Goal of the exercise
This exercise calls for printing every record exactly once more.

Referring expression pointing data

-.-.-

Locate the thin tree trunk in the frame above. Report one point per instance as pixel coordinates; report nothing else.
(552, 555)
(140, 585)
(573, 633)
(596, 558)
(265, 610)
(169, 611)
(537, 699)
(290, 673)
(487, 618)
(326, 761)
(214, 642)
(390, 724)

-.-.-

Response to this task
Locate the thin tree trunk in the frame above. Report one point per instance as pixel coordinates; report nothing else.
(552, 555)
(140, 585)
(573, 633)
(596, 558)
(265, 610)
(169, 611)
(537, 699)
(290, 673)
(487, 618)
(326, 761)
(214, 642)
(390, 724)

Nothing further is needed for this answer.